Dataset items
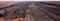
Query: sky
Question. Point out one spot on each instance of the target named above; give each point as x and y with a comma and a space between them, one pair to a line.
29, 0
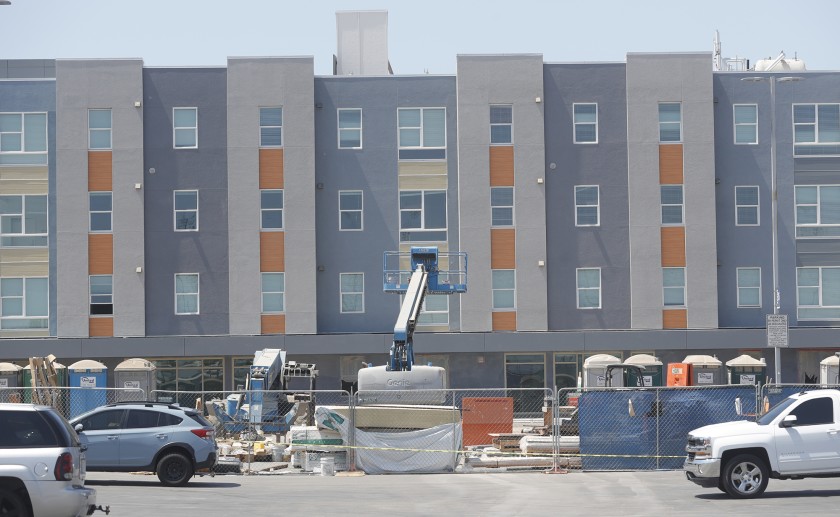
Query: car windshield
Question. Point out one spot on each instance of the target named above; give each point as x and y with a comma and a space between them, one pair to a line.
775, 410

■ **Exercise goal**
Without including the pictures, return each record above exactly as it stands.

■ **Response area**
Query: sky
Question. Point out one spot on each instance of the target named above; give each point as x and y with a comma and a space between them, one pair to a line.
29, 0
Query: car windshield
Question. Point out one spot on each instance of the target named above; give each point as x and y with a comma and a space between them, one pair to a line.
775, 410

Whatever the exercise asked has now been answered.